Tasks to complete:
(1) Return the commentary on Obama word for word, in full.
(2) In the records, retype the lines from the one containing "Find black frying" through the one containing "453 176 500 199", both included, and nothing else.

Text extract:
-- -- --
No doubt is a product of the Chicago political machine (see his getting the petitions of his local political opponents disqualified, even though Obama himself preaches that judges should operate to “help the little guy” - Obama certainly wanted a judge to deliver cold, hard justice when it meant winning a local election).

Certainly not, but in tough times - uncertainty abroad with opportunistic brigands, financial meltdown at home, energy woes - someone of his shallow temperment is a bad idea in the White House. After all, after seeing how an unqualified, rudely educated hockey mom can get in his head as bad as she has, no one should have any confidence Obama could handles himself with adroitness and strength in real crises.

Michelle Obama comes off as an angry harpy - I suspect she is nicer in person.

Obama is very intelligent - although I have to say his intelligence was oversold. I think the bloom is off the rose w/r/t to his brilliance after we have seen him on the campaign trail. Still, he is a bright guy - but he has nowhere near Bill Clinton’s brains or talents.

The MSM has given him a pass - and I think that is the only reason he is the candidate. If the MSM had done the equivalent of the work it has done against Palin recently, Obama would be campaigning for the current nominee and planning for 2012.

I don’t think so - and I don’t think Obama is the essence of evil. I originally approached him as a guy I could like and respect even as I disagreed with him politically.

I have to say - he has been a huge disappointment. He is the classic candidate to demonstrate our society’s silly reliance on “hype” in lieu of substance - he earned nothing, and he was famous for being famous, essentially. As we have peeled back the layers, it has been a downer - we learned we have a talented narcissist who thinks that winning the presidency would effectively validate his sense of self, but little else.
-- -- --
Part of a data file:

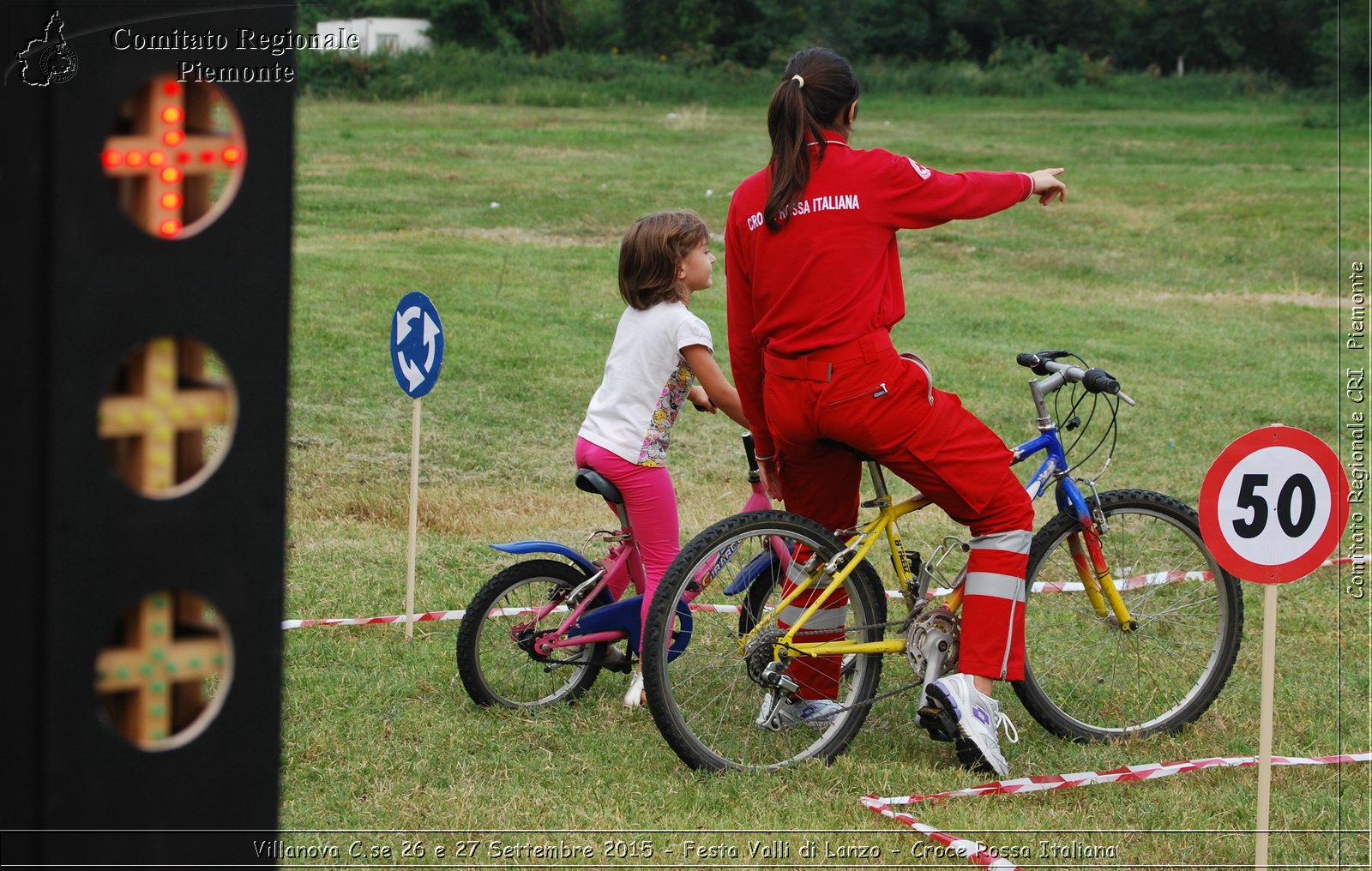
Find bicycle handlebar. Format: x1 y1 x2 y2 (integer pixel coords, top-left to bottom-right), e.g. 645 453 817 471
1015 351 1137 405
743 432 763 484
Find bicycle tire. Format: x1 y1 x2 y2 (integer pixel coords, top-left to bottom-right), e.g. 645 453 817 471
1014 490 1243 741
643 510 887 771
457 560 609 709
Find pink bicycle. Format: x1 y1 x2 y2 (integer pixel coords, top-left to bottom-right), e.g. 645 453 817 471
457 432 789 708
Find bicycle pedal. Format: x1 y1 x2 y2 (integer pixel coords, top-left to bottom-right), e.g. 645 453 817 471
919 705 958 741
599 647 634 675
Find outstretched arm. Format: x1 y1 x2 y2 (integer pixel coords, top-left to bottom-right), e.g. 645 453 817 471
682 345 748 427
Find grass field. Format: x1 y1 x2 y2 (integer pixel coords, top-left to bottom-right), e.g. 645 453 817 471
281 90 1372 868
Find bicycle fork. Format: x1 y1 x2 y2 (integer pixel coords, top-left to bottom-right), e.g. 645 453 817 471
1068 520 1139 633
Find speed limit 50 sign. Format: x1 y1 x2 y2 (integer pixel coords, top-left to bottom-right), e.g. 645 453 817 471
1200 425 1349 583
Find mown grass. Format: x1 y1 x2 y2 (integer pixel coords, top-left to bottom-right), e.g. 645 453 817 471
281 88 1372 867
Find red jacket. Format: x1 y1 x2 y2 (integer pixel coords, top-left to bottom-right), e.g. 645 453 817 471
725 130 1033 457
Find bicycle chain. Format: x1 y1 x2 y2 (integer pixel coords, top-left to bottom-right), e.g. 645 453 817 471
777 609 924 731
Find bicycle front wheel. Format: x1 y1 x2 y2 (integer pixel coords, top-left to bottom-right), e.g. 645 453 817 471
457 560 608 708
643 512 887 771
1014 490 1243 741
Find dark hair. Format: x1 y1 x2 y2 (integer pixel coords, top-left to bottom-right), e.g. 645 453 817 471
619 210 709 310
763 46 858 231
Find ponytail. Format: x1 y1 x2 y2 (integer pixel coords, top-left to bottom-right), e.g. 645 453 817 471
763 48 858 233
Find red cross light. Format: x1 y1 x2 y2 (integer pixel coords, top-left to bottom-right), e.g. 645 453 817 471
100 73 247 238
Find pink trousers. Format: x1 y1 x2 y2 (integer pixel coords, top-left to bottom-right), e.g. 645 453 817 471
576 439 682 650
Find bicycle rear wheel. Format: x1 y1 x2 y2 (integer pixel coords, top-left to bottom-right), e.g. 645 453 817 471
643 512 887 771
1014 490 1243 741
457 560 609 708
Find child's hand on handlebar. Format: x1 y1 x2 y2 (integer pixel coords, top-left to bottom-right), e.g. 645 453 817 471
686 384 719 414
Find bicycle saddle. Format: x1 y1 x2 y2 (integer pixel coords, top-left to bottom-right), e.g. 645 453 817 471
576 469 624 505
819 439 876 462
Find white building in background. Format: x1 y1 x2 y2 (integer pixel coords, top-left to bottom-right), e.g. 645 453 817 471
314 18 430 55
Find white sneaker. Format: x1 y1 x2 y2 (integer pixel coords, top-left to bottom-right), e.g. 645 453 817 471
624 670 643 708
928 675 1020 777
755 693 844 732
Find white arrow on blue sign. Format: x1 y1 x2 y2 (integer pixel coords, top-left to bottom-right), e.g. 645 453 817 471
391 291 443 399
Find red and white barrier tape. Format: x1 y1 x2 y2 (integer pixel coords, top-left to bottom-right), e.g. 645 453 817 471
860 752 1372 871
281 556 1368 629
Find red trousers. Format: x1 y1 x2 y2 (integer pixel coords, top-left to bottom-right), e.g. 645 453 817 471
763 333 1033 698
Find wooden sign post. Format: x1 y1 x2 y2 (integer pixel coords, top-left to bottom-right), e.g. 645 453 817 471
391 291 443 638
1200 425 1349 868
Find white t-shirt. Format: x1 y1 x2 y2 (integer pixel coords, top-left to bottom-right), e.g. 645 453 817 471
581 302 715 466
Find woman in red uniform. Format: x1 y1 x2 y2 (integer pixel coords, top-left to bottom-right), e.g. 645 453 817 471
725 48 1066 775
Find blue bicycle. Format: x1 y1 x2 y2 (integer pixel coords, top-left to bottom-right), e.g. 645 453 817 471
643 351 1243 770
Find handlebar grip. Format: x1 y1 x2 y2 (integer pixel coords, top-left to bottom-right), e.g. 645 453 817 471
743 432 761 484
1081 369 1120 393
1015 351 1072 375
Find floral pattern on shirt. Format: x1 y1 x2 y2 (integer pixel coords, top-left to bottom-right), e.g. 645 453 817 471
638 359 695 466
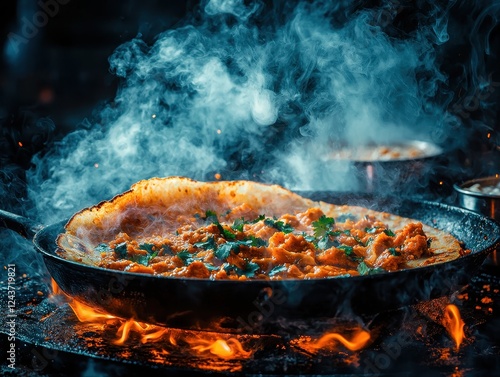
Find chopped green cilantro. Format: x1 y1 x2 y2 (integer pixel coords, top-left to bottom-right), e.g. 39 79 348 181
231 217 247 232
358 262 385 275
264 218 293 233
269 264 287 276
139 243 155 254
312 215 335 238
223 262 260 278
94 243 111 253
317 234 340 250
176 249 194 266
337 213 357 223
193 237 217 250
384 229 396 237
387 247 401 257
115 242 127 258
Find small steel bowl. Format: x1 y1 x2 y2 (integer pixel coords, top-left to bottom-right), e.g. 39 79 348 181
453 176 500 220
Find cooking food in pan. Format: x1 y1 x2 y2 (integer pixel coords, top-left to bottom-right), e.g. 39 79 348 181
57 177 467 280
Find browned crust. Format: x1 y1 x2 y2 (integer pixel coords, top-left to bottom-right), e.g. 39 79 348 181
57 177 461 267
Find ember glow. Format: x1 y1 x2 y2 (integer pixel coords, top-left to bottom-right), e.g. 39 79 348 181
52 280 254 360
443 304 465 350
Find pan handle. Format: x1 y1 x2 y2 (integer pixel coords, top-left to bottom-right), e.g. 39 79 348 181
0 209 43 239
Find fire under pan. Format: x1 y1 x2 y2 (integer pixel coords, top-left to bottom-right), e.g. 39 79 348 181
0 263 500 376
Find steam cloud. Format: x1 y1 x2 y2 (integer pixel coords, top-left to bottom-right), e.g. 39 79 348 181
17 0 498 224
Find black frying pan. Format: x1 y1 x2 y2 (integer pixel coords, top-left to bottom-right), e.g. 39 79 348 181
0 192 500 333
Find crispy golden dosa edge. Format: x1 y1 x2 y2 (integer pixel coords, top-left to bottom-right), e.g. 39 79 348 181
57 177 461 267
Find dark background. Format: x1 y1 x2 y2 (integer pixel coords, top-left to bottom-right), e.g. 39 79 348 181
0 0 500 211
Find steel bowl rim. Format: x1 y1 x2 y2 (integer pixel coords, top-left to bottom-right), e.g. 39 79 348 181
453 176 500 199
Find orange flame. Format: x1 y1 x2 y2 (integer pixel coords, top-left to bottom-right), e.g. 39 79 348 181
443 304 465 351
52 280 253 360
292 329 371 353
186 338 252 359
-- -- --
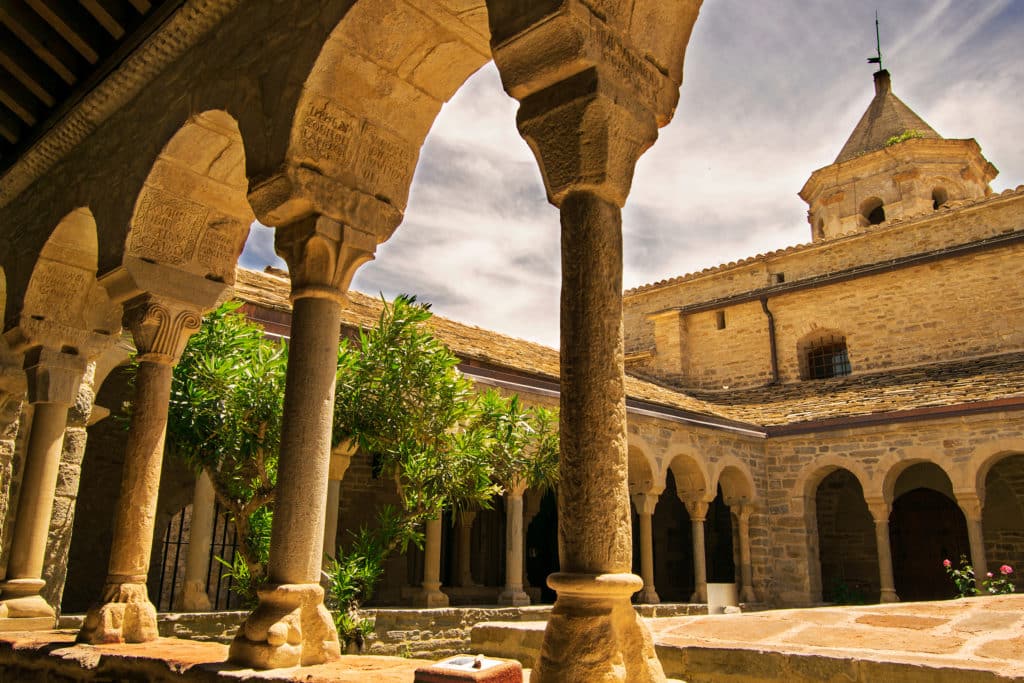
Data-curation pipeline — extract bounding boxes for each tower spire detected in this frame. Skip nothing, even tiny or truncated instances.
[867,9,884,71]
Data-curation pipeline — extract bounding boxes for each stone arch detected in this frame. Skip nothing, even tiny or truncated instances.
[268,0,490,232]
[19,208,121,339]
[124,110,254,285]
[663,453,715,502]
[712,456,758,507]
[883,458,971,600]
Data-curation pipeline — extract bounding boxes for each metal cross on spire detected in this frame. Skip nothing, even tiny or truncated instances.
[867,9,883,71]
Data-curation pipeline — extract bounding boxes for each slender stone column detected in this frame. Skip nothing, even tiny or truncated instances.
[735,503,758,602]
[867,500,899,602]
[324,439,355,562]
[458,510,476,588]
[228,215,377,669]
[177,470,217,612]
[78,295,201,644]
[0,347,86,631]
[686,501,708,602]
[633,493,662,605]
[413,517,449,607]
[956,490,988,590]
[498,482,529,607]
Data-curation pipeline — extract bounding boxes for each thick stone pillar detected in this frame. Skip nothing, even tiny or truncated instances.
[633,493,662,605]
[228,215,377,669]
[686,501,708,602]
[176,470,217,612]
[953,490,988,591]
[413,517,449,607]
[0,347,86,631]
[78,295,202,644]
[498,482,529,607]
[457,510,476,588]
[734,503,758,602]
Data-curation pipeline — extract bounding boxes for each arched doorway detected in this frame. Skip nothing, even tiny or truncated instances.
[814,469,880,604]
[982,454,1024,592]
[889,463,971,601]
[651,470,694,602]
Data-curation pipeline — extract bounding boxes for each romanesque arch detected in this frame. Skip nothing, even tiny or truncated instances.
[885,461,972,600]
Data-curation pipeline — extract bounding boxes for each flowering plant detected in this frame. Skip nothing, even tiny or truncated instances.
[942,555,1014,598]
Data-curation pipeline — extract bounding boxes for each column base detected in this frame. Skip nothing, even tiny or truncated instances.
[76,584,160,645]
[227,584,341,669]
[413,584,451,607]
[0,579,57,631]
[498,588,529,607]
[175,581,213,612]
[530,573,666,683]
-- -- --
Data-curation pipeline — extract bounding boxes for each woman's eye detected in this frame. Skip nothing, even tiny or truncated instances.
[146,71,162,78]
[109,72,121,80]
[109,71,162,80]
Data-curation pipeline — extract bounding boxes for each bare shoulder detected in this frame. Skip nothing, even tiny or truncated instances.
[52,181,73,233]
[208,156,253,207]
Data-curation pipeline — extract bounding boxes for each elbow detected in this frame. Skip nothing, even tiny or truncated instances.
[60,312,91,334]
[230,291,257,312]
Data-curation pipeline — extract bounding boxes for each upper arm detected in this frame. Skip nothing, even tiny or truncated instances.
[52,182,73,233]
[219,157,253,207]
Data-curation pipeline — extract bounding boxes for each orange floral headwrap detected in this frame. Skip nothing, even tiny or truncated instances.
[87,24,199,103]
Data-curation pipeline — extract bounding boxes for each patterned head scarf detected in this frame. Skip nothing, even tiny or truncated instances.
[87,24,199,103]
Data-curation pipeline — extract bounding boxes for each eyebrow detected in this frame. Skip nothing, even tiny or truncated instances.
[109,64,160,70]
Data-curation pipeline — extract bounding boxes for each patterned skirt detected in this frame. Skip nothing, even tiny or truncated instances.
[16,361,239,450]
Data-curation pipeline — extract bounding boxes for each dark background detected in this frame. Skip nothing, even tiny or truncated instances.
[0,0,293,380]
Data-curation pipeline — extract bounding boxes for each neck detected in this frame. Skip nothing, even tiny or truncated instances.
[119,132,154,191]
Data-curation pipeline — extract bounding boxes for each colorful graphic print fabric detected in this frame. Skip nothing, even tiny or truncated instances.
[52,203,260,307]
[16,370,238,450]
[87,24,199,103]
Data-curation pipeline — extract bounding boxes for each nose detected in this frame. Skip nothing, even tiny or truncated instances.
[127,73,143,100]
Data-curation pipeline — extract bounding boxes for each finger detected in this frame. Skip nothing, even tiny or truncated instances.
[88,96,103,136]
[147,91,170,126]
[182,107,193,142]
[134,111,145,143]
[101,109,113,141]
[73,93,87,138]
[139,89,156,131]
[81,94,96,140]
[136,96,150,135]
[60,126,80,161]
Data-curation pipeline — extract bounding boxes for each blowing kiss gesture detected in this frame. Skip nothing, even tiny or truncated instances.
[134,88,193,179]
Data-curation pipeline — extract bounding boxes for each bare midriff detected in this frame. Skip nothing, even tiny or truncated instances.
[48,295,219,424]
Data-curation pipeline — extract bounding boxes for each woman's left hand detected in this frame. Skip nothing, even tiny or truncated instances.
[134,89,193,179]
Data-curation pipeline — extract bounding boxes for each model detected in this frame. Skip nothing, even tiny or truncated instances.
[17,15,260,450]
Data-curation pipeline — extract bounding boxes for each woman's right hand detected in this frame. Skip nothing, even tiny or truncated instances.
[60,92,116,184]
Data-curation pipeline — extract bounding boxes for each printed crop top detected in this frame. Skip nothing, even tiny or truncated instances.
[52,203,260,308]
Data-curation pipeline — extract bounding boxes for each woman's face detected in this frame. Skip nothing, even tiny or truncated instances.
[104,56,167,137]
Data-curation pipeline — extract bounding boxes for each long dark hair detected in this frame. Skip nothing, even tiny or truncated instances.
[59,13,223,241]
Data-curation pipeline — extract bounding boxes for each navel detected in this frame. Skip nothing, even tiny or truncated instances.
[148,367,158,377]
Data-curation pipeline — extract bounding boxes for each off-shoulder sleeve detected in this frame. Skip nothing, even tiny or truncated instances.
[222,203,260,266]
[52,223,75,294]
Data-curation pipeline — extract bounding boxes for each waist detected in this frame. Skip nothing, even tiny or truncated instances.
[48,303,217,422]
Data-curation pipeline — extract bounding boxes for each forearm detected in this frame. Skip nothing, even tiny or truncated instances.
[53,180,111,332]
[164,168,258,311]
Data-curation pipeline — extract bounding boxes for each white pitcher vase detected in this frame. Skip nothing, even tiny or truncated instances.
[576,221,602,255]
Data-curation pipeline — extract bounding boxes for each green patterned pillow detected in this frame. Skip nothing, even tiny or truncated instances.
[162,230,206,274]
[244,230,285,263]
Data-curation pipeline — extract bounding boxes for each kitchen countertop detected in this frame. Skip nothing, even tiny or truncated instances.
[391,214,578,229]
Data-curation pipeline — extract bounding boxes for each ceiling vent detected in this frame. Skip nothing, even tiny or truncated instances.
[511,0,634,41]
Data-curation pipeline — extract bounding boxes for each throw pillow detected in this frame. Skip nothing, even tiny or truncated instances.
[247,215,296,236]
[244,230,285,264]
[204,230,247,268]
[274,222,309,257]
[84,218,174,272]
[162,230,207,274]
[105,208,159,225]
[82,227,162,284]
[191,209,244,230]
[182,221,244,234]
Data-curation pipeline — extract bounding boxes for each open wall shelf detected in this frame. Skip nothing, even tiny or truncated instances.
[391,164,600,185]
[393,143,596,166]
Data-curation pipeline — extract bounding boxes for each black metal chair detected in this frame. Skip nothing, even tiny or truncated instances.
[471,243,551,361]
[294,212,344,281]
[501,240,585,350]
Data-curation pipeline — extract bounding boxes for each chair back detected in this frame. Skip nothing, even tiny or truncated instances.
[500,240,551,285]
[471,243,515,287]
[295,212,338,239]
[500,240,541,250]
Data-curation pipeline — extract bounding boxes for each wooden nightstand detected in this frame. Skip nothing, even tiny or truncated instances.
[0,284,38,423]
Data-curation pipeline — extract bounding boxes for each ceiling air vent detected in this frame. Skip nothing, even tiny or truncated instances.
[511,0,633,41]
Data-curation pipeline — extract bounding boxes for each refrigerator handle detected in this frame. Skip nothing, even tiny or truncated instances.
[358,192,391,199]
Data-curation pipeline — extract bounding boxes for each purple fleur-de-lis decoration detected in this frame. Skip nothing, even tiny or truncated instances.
-- -- --
Expected answers:
(1)
No doubt is a product of the Chicago political machine (see his getting the petitions of his local political opponents disqualified, even though Obama himself preaches that judges should operate to “help the little guy” - Obama certainly wanted a judge to deliver cold, hard justice when it meant winning a local election).

Certainly not, but in tough times - uncertainty abroad with opportunistic brigands, financial meltdown at home, energy woes - someone of his shallow temperment is a bad idea in the White House. After all, after seeing how an unqualified, rudely educated hockey mom can get in his head as bad as she has, no one should have any confidence Obama could handles himself with adroitness and strength in real crises.

Michelle Obama comes off as an angry harpy - I suspect she is nicer in person.

Obama is very intelligent - although I have to say his intelligence was oversold. I think the bloom is off the rose w/r/t to his brilliance after we have seen him on the campaign trail. Still, he is a bright guy - but he has nowhere near Bill Clinton’s brains or talents.

The MSM has given him a pass - and I think that is the only reason he is the candidate. If the MSM had done the equivalent of the work it has done against Palin recently, Obama would be campaigning for the current nominee and planning for 2012.

I don’t think so - and I don’t think Obama is the essence of evil. I originally approached him as a guy I could like and respect even as I disagreed with him politically.

I have to say - he has been a huge disappointment. He is the classic candidate to demonstrate our society’s silly reliance on “hype” in lieu of substance - he earned nothing, and he was famous for being famous, essentially. As we have peeled back the layers, it has been a downer - we learned we have a talented narcissist who thinks that winning the presidency would effectively validate his sense of self, but little else.

(2)
Find black frying pan. Format: x1 y1 x2 y2 (integer pixel coords, top-left to bottom-right), e.g. 39 79 348 181
0 192 500 333
Find crispy golden dosa edge. Format: x1 y1 x2 y2 (integer pixel coords, top-left to bottom-right), e.g. 39 79 348 181
57 177 461 267
Find dark background. Format: x1 y1 x2 y2 (integer pixel coords, top-left to bottom-right), e.g. 39 79 348 181
0 0 500 211
Find steel bowl rim. Format: x1 y1 x2 y2 (integer pixel coords, top-left to bottom-right), e.g. 39 79 348 181
453 176 500 199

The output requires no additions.